>>>

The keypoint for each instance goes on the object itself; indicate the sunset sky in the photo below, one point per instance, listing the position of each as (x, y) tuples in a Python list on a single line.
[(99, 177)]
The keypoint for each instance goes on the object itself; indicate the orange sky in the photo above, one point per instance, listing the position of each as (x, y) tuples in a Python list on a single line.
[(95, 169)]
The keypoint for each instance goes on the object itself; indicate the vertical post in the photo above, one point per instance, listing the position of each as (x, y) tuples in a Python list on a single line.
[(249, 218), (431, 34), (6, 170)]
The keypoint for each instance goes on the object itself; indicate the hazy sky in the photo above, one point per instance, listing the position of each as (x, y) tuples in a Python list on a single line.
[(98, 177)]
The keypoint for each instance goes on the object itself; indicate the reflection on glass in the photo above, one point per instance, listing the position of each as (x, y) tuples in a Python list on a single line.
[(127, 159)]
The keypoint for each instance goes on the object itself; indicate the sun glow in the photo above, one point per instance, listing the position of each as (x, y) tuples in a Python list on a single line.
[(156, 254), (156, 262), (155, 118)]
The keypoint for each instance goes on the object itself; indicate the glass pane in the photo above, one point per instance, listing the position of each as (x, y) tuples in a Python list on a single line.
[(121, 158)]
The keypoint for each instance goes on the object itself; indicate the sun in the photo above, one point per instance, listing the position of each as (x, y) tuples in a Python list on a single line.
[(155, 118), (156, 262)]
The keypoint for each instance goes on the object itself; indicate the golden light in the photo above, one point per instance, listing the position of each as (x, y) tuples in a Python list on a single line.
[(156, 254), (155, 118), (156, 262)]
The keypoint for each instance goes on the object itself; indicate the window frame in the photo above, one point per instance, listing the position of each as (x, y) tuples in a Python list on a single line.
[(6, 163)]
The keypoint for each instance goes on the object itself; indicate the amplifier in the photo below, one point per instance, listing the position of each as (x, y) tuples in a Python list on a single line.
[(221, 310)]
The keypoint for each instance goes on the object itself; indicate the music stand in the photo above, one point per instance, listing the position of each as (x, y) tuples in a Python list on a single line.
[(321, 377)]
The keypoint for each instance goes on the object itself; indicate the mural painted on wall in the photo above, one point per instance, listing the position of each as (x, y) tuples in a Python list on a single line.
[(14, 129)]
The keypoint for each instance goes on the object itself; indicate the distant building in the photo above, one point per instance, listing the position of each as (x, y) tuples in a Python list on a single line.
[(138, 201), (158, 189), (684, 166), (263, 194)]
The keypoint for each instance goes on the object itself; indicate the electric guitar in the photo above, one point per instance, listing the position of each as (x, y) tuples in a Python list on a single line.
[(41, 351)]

<<<

[TASK BRIEF]: When you respond, give the whole listing again exactly as written.

[OUTPUT]:
The keypoint for each instance goes on the object itself; indicate the sunset sky in the photo below, one point per instance, listing the position of each as (x, y) tuples in a Python list on a single line.
[(99, 177)]
The keypoint for each instance goes on the object itself; indicate the orange sky in the photo above, one point per instance, listing the position of each as (x, y) tuples in a Python list on a single line.
[(95, 169)]
The keypoint for each instance goes on the object itself; indicate the vertical post in the photo above, one point per instance, listing the position of each as (x, y) tuples in a Python list on a single line.
[(249, 218), (431, 34), (6, 170)]
The keypoint for each instance goes on the object itself; indicate the hazy sky in the photo above, one point per instance, listing the position of each as (x, y) tuples in a Python list on a single line.
[(98, 177)]
The keypoint for each instance goes on the object itself; indicate the reflection on glass in the photo above, one point per instance, listing the position of each as (x, y) tuples in a Python list on a single line.
[(127, 159)]
The keypoint for each instance goes on the object itself; indicate the sun glow in the photo above, one point per instance, listing the position of each as (x, y) tuples in a Python list on a single line.
[(156, 254), (156, 262), (155, 118)]
The keypoint for each instance goes on the object itself; indicate the glass pane in the photo above, one point per instance, listing the position of each as (x, y) tuples in a Python list on a single line.
[(121, 158)]
The keypoint for each instance goes on the object itself; indicate the sun in the photo above, one point per instance, listing the position of each as (x, y) tuples in a Python list on a single line.
[(155, 118), (156, 262)]
The keypoint for each instance goes on the object itself; indicate the golden light in the photo above, one point per instance, listing the position of each as (x, y) tuples in a Python list on a single line.
[(156, 254), (155, 118), (156, 262)]
The keypoint for each instance goes on the object itself; indicate the window frame in the photo above, one point per instance, listing the position of each as (x, y) tuples in a Python list on a single line.
[(6, 163)]
The keypoint for each instance goes on the object itself; indicate the amplifier in the photo below, one point per instance, listing the position of each as (x, y) tuples in a Python list on a single line.
[(221, 310)]
The keypoint for each instance goes on the object itself; indicate the music stand in the photo above, one point per instance, listing the position of each as (x, y) tuples in a Python list on a single line.
[(321, 377)]
The keypoint for each instance goes on the object itself; indicate the mural painted on wall in the photo above, one point per instance, listing the position of each as (x, y) tuples in a Python list on a single line.
[(14, 129)]
The keypoint for each instance goes on the object itself; indicate the distant building in the photo above, one point per instance, listing the position of each as (x, y) tuples in a Python list on a single line.
[(138, 201), (158, 189), (684, 166), (263, 194)]
The keypoint for each instance goes on the object itself; indicate the electric guitar in the photo above, one point per instance, listing the position of each as (x, y) tuples in a Python list on a single line.
[(41, 351)]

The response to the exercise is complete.